__Что сделать__
Где теперь работает Дубчек, судя по отрывку ниже?

__Отрывок__
Читать «Мы не должны были так жить!» онлайн - страница 338
Эрнест Кольман
Увы, суровая действительность превзошла мое воображение. Добрая треть всех коммунистов – причем самых честных – исключена или вычеркнута из партии (в КПЧ введены обе эти градации: по первой выгоняют с работы, а по второй «только» перемещают на низшую должность; детей исключенных не допускают в высшую школу). Сам Дубчек исключен и работает в лесном управлении. Немало ученых и других специалистов работают истопниками, продавцами, а иные представители интеллигенции либо сами эмигрировали, либо были выдворены из страны.
Но еще хуже – это моральное растление, вызванное оккупацией. Надо жить и кормить семью. Сотни тысяч чехов и словаков, затаив ненависть к существующему режиму, ненавидя и презирая его руководителей, ежечасно притворяются лояльными. Но многие из них работают усердно, лишь для вида, применяют испытанный метод сопротивления – «швейковину», доводят распоряжения начальства до абсурда. В атмосфере лжи и фарисейства вырастают новые молодые поколения.

__Исходные данные__
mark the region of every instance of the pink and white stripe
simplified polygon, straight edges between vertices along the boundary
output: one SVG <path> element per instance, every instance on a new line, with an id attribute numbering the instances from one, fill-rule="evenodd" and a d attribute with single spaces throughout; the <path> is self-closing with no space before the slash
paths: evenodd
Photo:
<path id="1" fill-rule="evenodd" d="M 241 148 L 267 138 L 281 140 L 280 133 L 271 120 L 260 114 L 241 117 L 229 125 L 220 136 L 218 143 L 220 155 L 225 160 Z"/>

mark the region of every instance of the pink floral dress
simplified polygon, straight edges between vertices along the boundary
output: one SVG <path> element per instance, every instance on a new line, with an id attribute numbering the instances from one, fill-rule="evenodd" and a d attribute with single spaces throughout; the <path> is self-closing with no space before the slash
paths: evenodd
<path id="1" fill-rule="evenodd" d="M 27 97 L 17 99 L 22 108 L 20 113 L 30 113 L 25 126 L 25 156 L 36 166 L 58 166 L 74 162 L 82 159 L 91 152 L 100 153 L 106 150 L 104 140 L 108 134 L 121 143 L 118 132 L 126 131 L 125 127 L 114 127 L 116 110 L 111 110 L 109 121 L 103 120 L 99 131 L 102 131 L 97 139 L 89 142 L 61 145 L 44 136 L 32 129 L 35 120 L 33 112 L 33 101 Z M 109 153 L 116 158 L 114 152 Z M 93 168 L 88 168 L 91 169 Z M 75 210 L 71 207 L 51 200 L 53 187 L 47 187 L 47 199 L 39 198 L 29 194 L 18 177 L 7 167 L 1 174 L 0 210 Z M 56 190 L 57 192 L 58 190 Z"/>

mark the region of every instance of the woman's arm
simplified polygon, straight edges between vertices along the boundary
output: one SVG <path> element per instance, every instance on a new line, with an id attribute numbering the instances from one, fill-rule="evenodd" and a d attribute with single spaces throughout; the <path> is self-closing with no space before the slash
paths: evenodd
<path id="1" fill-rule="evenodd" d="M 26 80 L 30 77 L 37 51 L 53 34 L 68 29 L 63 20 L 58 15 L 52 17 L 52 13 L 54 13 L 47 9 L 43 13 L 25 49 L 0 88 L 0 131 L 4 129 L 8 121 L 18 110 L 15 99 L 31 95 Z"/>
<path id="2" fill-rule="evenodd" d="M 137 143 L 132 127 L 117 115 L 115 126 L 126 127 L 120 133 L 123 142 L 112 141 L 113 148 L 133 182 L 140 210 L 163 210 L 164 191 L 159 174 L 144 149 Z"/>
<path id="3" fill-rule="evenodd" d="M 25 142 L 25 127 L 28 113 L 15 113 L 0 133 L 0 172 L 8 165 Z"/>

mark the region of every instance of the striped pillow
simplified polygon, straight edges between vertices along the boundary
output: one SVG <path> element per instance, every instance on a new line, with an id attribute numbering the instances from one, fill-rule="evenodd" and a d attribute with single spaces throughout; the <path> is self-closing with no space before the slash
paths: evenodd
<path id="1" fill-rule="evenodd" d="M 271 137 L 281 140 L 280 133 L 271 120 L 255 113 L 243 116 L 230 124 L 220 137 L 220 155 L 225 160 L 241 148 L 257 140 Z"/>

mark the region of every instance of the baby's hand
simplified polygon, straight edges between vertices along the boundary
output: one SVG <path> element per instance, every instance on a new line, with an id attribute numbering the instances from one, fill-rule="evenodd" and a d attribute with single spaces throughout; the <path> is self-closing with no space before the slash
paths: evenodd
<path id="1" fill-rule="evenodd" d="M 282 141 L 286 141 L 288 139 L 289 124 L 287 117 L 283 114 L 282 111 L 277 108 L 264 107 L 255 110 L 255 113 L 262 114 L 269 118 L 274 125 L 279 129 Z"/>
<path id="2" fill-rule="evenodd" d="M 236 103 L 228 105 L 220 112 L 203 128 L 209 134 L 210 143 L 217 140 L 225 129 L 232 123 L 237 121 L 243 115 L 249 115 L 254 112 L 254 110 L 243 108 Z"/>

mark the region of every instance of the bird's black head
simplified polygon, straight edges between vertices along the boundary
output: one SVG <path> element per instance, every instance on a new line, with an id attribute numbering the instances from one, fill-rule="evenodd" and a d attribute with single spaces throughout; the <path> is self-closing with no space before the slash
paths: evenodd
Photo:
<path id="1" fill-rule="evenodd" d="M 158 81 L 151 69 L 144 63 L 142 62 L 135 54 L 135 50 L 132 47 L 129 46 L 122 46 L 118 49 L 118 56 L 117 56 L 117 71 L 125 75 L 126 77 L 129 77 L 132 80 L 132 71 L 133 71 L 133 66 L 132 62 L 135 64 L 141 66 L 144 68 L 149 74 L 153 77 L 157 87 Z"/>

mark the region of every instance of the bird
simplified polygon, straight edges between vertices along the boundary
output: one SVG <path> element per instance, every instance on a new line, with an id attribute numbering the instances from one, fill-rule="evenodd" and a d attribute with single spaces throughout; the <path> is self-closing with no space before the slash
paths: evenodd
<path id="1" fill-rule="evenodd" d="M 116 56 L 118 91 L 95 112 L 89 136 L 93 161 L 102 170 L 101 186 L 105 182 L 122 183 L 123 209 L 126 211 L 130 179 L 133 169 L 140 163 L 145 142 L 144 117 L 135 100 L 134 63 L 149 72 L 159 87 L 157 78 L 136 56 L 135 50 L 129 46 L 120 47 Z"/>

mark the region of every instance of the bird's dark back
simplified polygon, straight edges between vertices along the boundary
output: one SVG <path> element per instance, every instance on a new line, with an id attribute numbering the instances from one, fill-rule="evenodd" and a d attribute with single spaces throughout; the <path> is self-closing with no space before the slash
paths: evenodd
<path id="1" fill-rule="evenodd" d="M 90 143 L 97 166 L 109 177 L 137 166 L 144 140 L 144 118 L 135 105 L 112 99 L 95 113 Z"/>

__Ответ__
Дубчек работает в лесном управлении.